§ Aim: Copy every item below word for word, leaving out the pictures.

-- start --

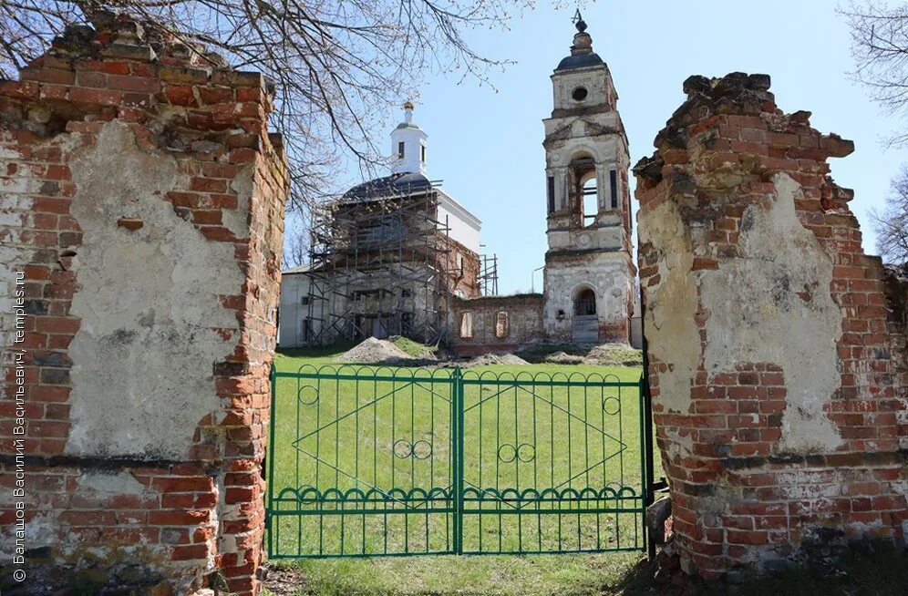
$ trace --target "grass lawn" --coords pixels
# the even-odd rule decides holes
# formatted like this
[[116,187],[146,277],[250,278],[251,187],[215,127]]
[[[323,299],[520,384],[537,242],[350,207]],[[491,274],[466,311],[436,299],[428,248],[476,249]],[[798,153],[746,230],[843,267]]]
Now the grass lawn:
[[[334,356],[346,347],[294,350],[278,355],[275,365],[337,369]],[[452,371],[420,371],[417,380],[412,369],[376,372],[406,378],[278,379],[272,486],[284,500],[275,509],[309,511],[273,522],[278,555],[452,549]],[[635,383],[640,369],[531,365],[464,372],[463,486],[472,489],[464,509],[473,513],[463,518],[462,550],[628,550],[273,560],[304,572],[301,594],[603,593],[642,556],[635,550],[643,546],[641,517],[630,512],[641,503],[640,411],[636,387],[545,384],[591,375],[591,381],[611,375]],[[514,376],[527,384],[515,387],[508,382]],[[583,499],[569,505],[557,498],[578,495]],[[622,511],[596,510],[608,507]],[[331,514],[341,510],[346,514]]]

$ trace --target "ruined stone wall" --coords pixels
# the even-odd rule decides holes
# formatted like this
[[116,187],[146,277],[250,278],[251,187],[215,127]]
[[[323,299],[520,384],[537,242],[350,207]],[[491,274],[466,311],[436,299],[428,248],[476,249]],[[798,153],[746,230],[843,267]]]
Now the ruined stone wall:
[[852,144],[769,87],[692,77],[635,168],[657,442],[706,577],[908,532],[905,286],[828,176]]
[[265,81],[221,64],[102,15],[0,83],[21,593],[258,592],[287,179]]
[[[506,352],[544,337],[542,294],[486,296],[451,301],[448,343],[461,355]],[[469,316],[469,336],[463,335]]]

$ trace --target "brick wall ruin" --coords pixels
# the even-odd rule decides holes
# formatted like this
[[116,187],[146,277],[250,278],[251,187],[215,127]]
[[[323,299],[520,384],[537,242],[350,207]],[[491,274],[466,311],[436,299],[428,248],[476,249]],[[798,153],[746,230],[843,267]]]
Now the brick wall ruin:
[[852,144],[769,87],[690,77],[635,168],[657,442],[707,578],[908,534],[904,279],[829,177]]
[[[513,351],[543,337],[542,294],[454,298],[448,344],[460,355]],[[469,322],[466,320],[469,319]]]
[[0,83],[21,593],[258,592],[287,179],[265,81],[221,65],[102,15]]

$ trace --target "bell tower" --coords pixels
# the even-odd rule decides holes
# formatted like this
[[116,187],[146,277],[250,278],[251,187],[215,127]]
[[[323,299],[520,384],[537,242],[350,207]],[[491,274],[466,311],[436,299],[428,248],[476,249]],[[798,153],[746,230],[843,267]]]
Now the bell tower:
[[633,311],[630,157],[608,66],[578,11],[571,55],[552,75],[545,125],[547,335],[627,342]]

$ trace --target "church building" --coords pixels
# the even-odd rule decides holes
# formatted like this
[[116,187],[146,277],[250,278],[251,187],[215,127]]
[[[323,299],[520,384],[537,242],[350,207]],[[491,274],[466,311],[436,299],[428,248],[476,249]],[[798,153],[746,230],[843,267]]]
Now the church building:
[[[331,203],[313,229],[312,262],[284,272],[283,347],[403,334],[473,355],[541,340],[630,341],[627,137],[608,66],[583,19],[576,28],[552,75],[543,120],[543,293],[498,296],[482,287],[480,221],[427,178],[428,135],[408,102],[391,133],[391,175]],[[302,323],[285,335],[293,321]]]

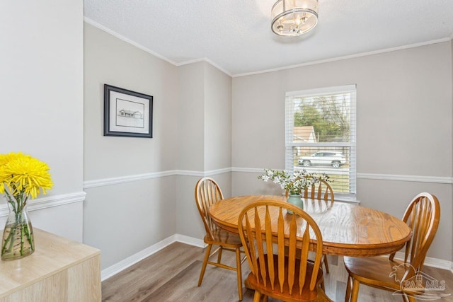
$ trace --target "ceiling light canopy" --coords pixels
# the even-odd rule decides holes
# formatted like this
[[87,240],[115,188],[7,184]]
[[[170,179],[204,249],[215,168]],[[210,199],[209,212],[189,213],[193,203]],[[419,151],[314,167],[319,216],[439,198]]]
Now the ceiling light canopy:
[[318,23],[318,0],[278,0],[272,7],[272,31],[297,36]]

-- end --

§ Solved exercise:
$ trace --target "grass lawn" --coords pixels
# the even-odd rule decides holes
# formatted like this
[[116,187],[146,277],[250,278],[251,187],[215,127]]
[[[323,299],[520,384],[537,242],[350,207]],[[491,274],[466,311],[436,299],[428,248],[476,249]],[[798,153],[746,230],[843,267]]]
Now the grass lawn:
[[[334,356],[346,347],[294,350],[278,355],[275,365],[337,369]],[[452,371],[420,371],[417,380],[412,369],[376,372],[406,378],[278,379],[272,486],[284,500],[275,509],[309,511],[273,522],[278,555],[452,549]],[[635,383],[640,369],[531,365],[464,372],[463,486],[472,489],[464,509],[473,513],[463,518],[462,550],[628,550],[273,560],[304,572],[301,594],[603,593],[642,556],[635,550],[643,546],[641,517],[630,512],[641,503],[640,411],[636,387],[545,384],[591,375],[591,381],[611,375]],[[514,376],[527,384],[515,387],[508,382]],[[583,499],[569,505],[557,498],[578,495]],[[622,511],[596,510],[608,507]],[[331,514],[341,510],[346,514]]]

$ trace --target "ruined stone wall" --coords pixels
# the even-odd rule decides holes
# formatted like this
[[116,187],[146,277],[250,278],[251,187],[215,127]]
[[[323,299],[520,384],[537,242],[350,207]],[[491,274],[466,311],[436,299],[428,248],[476,249]],[[798,153],[746,230],[843,267]]]
Now the ruined stone wall:
[[852,144],[769,87],[692,77],[635,168],[657,442],[706,577],[908,532],[905,286],[828,176]]
[[265,81],[221,64],[102,15],[0,83],[21,593],[258,592],[287,179]]
[[[506,352],[544,337],[542,294],[486,296],[451,301],[448,343],[461,355]],[[469,316],[469,336],[463,335]]]

$ trace --target "brick wall ruin" --coords pixels
# the even-odd rule decides holes
# formatted like this
[[116,187],[146,277],[250,278],[251,187],[215,127]]
[[[323,299],[520,384],[537,242],[350,207]],[[491,274],[466,311],[436,299],[428,248],[476,249]],[[798,153],[746,230],[843,267]]]
Now the brick wall ruin:
[[852,144],[769,87],[690,77],[635,168],[657,442],[707,578],[908,534],[904,279],[829,177]]
[[[513,351],[543,337],[542,294],[454,298],[448,344],[460,355]],[[469,322],[466,320],[469,319]]]
[[0,83],[21,593],[258,592],[287,179],[265,81],[221,65],[102,15]]

$ trace --target "bell tower" --coords pixels
# the even-odd rule decides holes
# formatted like this
[[116,187],[146,277],[250,278],[251,187],[215,127]]
[[[323,299],[520,384],[537,242],[350,207]],[[491,274],[466,311],[436,299],[428,248],[476,249]],[[798,153],[746,230],[843,267]]]
Now the bell tower:
[[633,311],[630,157],[608,66],[578,11],[571,55],[552,75],[545,125],[547,335],[627,342]]

$ trace --target "church building" --coords pixels
# the even-odd rule decides holes
# formatted like this
[[116,187],[146,277],[250,278],[251,187],[215,127]]
[[[323,299],[520,384],[537,242],[350,207]],[[491,274],[466,311],[436,299],[428,248],[476,249]],[[798,153],[746,230],[843,267]]]
Now the church building:
[[[331,203],[313,229],[312,262],[284,272],[283,347],[403,334],[473,355],[541,340],[630,341],[627,137],[608,66],[583,19],[576,28],[552,75],[543,120],[543,293],[498,296],[482,287],[480,221],[427,178],[428,135],[408,102],[391,133],[391,175]],[[302,323],[285,335],[293,321]]]

$ trace --target "ceiling light canopy" --coords pixels
# the even-odd rule decides holes
# formatted like this
[[87,240],[115,188],[7,184]]
[[[170,179],[204,249],[215,168]],[[210,199],[209,212],[189,213],[193,203]],[[419,151],[314,167],[319,216],[439,198]]]
Now the ceiling light canopy:
[[318,23],[318,0],[278,0],[272,7],[272,31],[297,36]]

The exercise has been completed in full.